Given request:
Please reproduce the data below word for word, keeping every line in its original order.

Coordinate annotation records
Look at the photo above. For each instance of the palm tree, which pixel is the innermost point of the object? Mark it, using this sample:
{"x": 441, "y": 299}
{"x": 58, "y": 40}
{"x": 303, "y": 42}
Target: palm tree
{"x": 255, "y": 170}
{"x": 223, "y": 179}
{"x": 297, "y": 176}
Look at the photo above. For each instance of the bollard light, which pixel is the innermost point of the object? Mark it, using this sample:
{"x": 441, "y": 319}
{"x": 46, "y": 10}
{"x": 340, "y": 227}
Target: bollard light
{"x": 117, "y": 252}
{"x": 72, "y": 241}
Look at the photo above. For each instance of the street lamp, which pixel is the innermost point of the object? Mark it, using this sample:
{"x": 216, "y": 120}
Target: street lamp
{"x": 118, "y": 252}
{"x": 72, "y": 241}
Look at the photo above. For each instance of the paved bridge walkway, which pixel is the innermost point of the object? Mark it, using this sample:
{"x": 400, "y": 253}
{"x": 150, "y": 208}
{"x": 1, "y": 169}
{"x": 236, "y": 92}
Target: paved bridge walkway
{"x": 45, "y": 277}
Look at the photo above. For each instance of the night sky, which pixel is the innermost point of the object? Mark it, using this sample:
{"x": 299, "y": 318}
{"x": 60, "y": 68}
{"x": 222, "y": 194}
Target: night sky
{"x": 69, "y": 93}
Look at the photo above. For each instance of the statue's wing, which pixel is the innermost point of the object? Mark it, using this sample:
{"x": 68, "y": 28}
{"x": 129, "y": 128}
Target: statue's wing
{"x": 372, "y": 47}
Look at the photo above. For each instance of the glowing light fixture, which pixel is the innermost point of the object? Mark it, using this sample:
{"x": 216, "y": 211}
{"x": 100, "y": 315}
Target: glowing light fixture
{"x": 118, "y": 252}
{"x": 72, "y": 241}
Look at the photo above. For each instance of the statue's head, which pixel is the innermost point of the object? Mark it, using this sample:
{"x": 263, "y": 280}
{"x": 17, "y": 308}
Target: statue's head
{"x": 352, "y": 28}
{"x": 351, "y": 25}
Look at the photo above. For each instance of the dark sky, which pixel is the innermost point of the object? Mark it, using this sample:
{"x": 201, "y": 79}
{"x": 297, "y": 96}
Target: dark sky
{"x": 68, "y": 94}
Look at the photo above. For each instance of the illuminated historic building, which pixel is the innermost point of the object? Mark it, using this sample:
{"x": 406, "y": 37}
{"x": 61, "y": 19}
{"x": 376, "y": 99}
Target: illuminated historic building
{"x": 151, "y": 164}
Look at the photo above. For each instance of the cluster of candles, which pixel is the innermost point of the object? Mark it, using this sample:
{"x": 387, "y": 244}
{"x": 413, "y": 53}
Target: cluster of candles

Solution:
Look at the photo above. For each instance of the palm tree, which pixel is the innermost point of the object? Mark it, using this sample:
{"x": 441, "y": 299}
{"x": 58, "y": 40}
{"x": 303, "y": 42}
Target: palm tree
{"x": 255, "y": 170}
{"x": 223, "y": 179}
{"x": 297, "y": 176}
Look at the photo above. For each instance of the bollard light, which pixel is the innermost point of the object? Mark it, using this sample:
{"x": 441, "y": 319}
{"x": 46, "y": 10}
{"x": 340, "y": 227}
Target: bollard light
{"x": 117, "y": 252}
{"x": 72, "y": 241}
Look at the photo above. For each instance of the street lamp, which pixel is the innermost point of the object? Mark it, using this sample:
{"x": 216, "y": 120}
Target: street lamp
{"x": 118, "y": 252}
{"x": 72, "y": 241}
Look at the photo above. For each instance of the paved bridge walkway, which pixel is the innermost point of the object? Mark it, using this sample:
{"x": 400, "y": 253}
{"x": 150, "y": 208}
{"x": 1, "y": 169}
{"x": 236, "y": 92}
Target: paved bridge walkway
{"x": 45, "y": 277}
Look at the photo above. For each instance of the night sky, which pixel is the innermost point of the object? Mark it, using this sample:
{"x": 299, "y": 318}
{"x": 60, "y": 68}
{"x": 222, "y": 194}
Target: night sky
{"x": 69, "y": 93}
Look at the photo above. For each instance of the statue's wing, which pixel is the innermost point of the object? Mark it, using this sample:
{"x": 68, "y": 28}
{"x": 129, "y": 128}
Target: statue's wing
{"x": 372, "y": 47}
Look at the photo above. For each instance of the glowing light fixture, which pixel is the innermost point of the object? Mark it, using this sample:
{"x": 216, "y": 211}
{"x": 100, "y": 315}
Target: glowing light fixture
{"x": 118, "y": 252}
{"x": 72, "y": 241}
Look at the photo above. For each instance of the statue's head, which pixel is the innermost point of the object? Mark it, using this sample:
{"x": 263, "y": 280}
{"x": 17, "y": 308}
Target: statue's head
{"x": 352, "y": 28}
{"x": 351, "y": 25}
Look at the photo above. For each instance of the dark sky, which pixel is the innermost point of the object? Mark it, using this sample:
{"x": 201, "y": 79}
{"x": 297, "y": 96}
Target: dark sky
{"x": 68, "y": 94}
Look at the photo above. For each instance of the illuminated historic building, which pixel is the innermost point of the object? Mark it, using this sample:
{"x": 406, "y": 37}
{"x": 61, "y": 19}
{"x": 376, "y": 99}
Target: illuminated historic building
{"x": 151, "y": 164}
Look at the photo above. For each instance of the cluster of candles, which pixel is the innermost point of the object? Mark it, using this sample:
{"x": 387, "y": 244}
{"x": 413, "y": 53}
Target: cluster of candles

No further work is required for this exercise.